• SHORT PROBLEM
Please edit the material below so that "lane-count log" becomes "inventory sheet" each time it occurs, with everything else left as it is. Leave the pictures out of your version.

[WORKING DATA start]

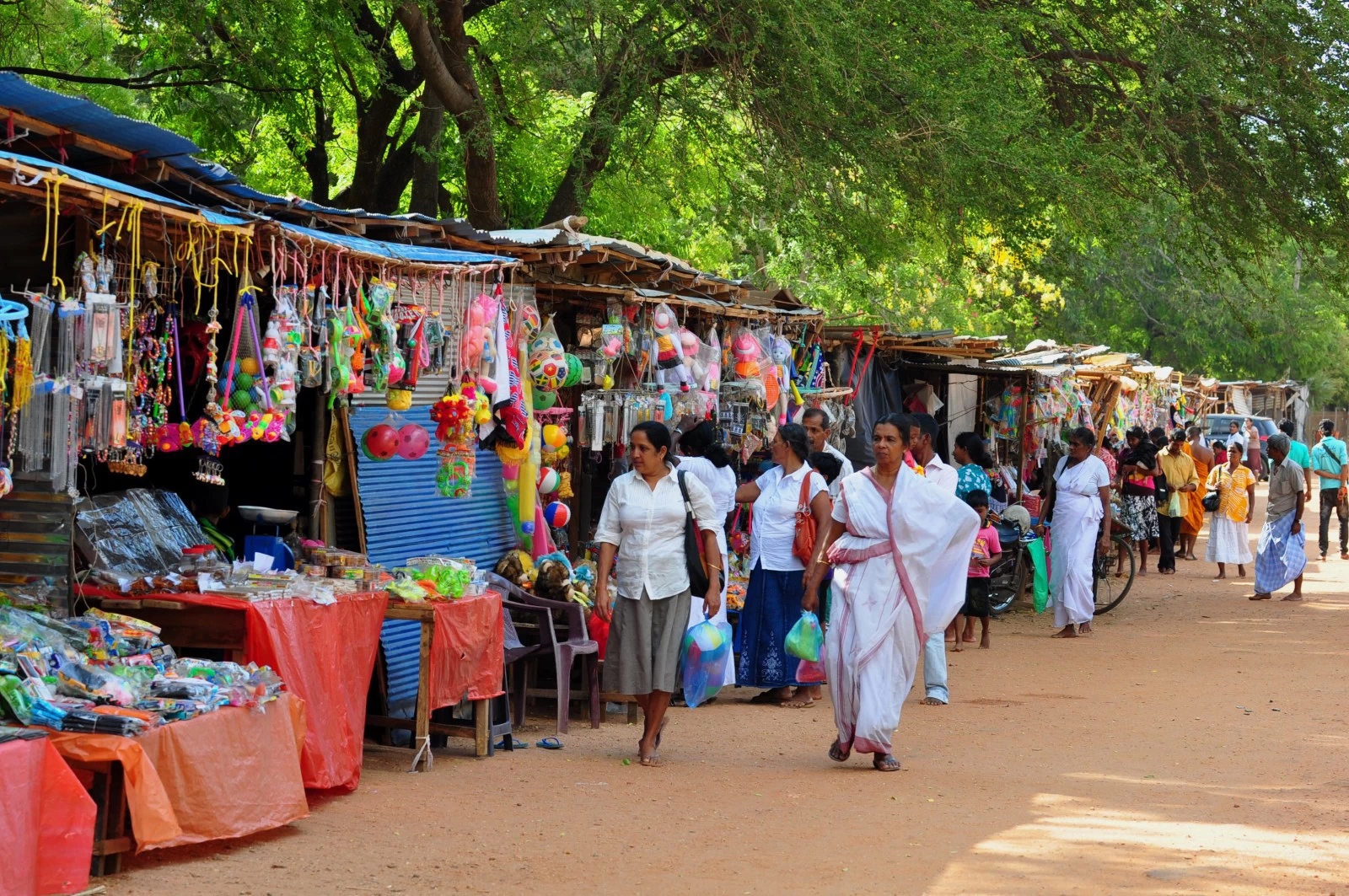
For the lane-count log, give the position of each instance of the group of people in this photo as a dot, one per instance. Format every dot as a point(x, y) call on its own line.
point(903, 550)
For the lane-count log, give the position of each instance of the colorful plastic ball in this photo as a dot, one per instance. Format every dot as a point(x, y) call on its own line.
point(555, 436)
point(413, 442)
point(548, 480)
point(381, 443)
point(557, 514)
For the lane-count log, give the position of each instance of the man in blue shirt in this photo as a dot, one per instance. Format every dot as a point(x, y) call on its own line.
point(1330, 464)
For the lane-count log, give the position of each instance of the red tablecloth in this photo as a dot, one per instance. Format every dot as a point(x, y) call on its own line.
point(46, 822)
point(227, 774)
point(467, 649)
point(324, 653)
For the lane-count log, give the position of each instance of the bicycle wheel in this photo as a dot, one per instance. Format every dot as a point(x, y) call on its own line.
point(1108, 590)
point(1002, 595)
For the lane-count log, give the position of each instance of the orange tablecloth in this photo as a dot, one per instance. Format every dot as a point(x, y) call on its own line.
point(467, 649)
point(227, 774)
point(325, 655)
point(46, 822)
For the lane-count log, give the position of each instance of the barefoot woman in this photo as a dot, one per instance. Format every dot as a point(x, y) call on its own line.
point(900, 547)
point(1079, 503)
point(642, 525)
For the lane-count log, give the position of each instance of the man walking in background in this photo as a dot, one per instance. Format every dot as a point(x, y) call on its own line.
point(818, 432)
point(1330, 466)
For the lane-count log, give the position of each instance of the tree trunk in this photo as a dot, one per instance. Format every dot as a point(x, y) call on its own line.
point(431, 128)
point(316, 157)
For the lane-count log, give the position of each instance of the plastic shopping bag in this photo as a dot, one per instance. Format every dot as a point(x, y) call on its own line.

[WORKING DATA end]

• SOLVED PROBLEM
For the inventory sheet, give the position of each instance of the group of people in this photo as a dot, one per instance. Format every dot as a point(x, y) call on its own line.
point(903, 550)
For the inventory sheet, give the position of each instance of the colorful plastic ball in this photo as a dot, one per instance. Format every dot as a point(x, y) call on its own line.
point(555, 436)
point(413, 442)
point(548, 480)
point(381, 443)
point(557, 514)
For the inventory sheet, give the position of each instance of the man in blue shirt in this photo as a dot, one per instance. Format every dot as a point(x, y) call on its own line.
point(1330, 464)
For the inventory sheet, give the position of each instance of the red tablecloth in this photo as a dot, one per instance. Format every dot as a point(x, y) call on its own line.
point(46, 822)
point(227, 774)
point(467, 649)
point(324, 653)
For the inventory sheet, give the position of each instance of the bicycle wheel in this photo as a dot, one per instance. Format every dot as a point(x, y) call on its own line.
point(1108, 590)
point(1002, 595)
For the inventory sheet, give the position of each instance of the orange tablecloth in this photo as a dot, one per instance. Format every dot as a point(x, y) call on its own line.
point(467, 649)
point(227, 774)
point(325, 655)
point(46, 822)
For the inventory sheet, give the position of each instance of the barefoot woman in this photo as a dot, one per instance. Format every dot as a point(x, y) call on its own line.
point(900, 547)
point(1079, 503)
point(642, 525)
For the inventory sheet, give the position of each instance of the man walking in background in this photo as a dot, one per instance. Format every dot as a point(x, y) call on its own line.
point(818, 432)
point(1330, 466)
For the inventory sheet, give the position of each instance of the tree trunk in this photo as a dot, one per instance. Format every dot as a point(x, y) call on its own line.
point(431, 128)
point(316, 157)
For the inventory sheet, give the position of each instance of the plastic shopping bag in this photo as a dot, one per instance. Format every dot as a point(x, y) call on its own line.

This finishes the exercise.